━━━━━ Extracted records ━━━━━

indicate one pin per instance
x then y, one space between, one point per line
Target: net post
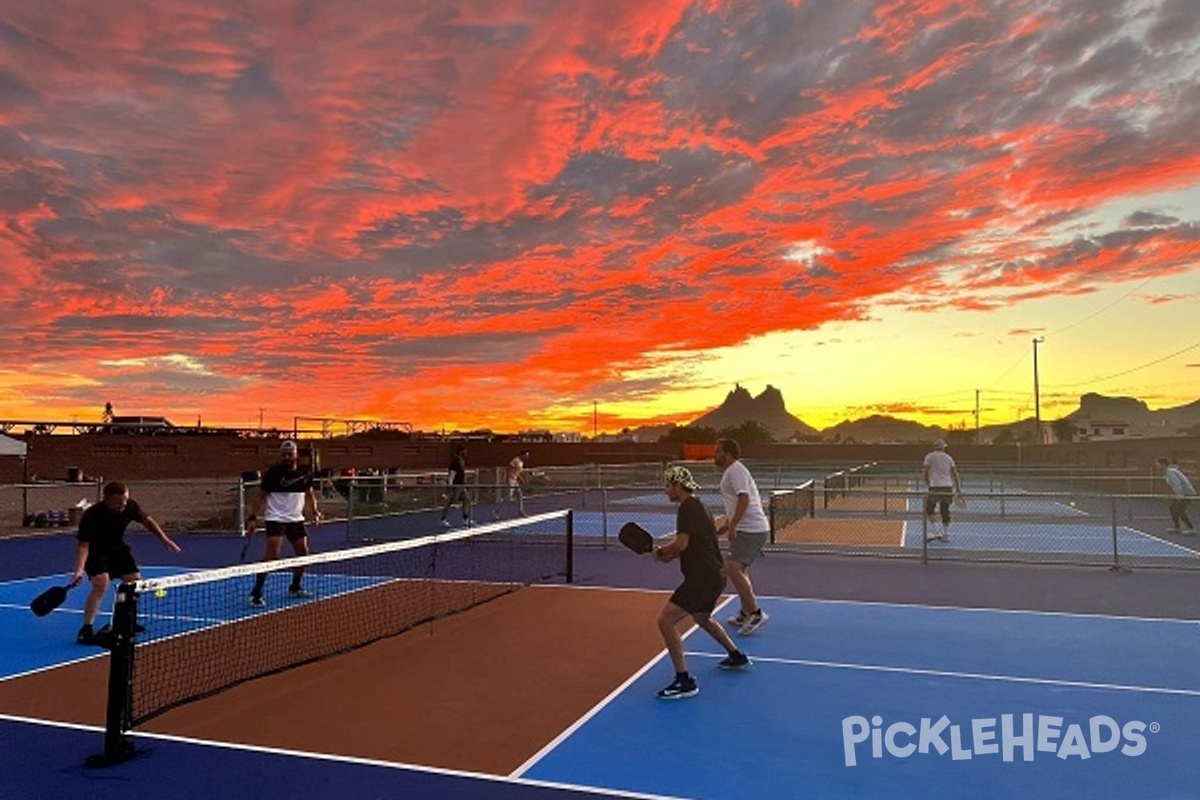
118 747
570 546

━━━━━

Requirement:
Please recast the lines of the items above as a Markdown table with the columns Row and Line, numbering each row and leaving out blank lines. Leave the pictures out of the answer.

The answer:
| Row | Line |
|---|---|
| 1 | indicate one pin per instance |
| 2 | x then y, one space between, one point per line |
| 3 | Target: net post |
| 4 | 118 747 |
| 5 | 570 546 |